**ACTION ITEM**
Write out all of the entries exactly as given.

**DATA SECTION**
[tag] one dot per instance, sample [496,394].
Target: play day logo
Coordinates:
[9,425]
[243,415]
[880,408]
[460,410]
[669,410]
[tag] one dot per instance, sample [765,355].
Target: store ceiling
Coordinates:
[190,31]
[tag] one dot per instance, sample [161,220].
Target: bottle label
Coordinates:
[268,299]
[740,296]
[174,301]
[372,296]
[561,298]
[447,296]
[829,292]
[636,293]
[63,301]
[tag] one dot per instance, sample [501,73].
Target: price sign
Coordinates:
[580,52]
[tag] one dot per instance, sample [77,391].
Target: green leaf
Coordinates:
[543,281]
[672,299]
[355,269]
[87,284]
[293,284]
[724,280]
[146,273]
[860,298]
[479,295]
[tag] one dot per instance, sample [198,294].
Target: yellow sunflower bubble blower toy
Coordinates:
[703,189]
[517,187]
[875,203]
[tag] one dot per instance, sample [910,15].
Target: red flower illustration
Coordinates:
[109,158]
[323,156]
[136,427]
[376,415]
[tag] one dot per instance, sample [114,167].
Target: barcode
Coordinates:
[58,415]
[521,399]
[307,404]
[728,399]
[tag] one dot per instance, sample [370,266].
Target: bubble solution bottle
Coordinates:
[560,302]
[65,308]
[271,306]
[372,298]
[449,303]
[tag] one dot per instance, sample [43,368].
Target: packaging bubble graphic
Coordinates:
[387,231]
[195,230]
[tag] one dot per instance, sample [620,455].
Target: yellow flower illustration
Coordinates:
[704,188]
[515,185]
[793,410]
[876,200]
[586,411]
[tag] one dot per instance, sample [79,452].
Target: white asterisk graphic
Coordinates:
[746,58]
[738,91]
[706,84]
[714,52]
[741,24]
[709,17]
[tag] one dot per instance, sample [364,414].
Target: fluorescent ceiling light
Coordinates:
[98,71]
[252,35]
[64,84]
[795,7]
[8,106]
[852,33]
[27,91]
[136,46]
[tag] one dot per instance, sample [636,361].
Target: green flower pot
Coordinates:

**YOUR SOLUTION**
[tag] one dot per instance, sample [496,394].
Target: play day logo
Coordinates:
[9,425]
[243,415]
[880,408]
[460,410]
[669,410]
[tag] one dot per instance, sample [765,355].
Target: store ceiling
Coordinates:
[190,31]
[tag] one dot per instance, sample [161,220].
Target: bottle label
Coordinates:
[268,299]
[740,296]
[174,301]
[372,296]
[561,298]
[447,296]
[829,292]
[636,293]
[63,301]
[tag] one dot per instance, sample [501,73].
Target: price sign
Coordinates:
[580,52]
[tag] one dot per instance, sample [77,391].
Target: green leaf
Coordinates:
[543,281]
[672,299]
[355,269]
[87,284]
[293,284]
[724,280]
[146,273]
[860,298]
[479,295]
[tag] one dot per instance, sample [198,294].
Target: yellow sunflower bubble blower toy
Coordinates:
[703,189]
[517,187]
[875,203]
[tag] one dot per instance, sample [910,15].
Target: red flower illustration
Coordinates:
[109,158]
[323,156]
[136,427]
[376,415]
[tag] one dot per instance, sample [114,167].
Target: barcode
Coordinates:
[58,415]
[521,399]
[307,404]
[728,399]
[tag] one dot per instance, sample [370,266].
Target: bubble solution bottle
Coordinates:
[560,302]
[65,308]
[271,306]
[372,298]
[449,303]
[tag] one dot per instance, sample [43,368].
Target: packaging bubble graphic
Coordinates:
[387,231]
[195,230]
[tag] one dot per instance, sample [620,455].
Target: yellow flower illustration
Coordinates:
[704,188]
[515,185]
[793,410]
[876,200]
[586,411]
[tag] one dot per instance, sample [79,452].
Target: white asterisk graphic
Coordinates:
[746,58]
[738,91]
[706,84]
[714,52]
[741,24]
[709,17]
[tag] one dot per instance, sample [364,414].
Target: fluorescent ceiling light
Coordinates:
[98,71]
[252,35]
[64,84]
[795,7]
[8,106]
[852,33]
[27,91]
[136,46]
[tag] one dot per instance, sample [636,361].
Target: green flower pot
Coordinates:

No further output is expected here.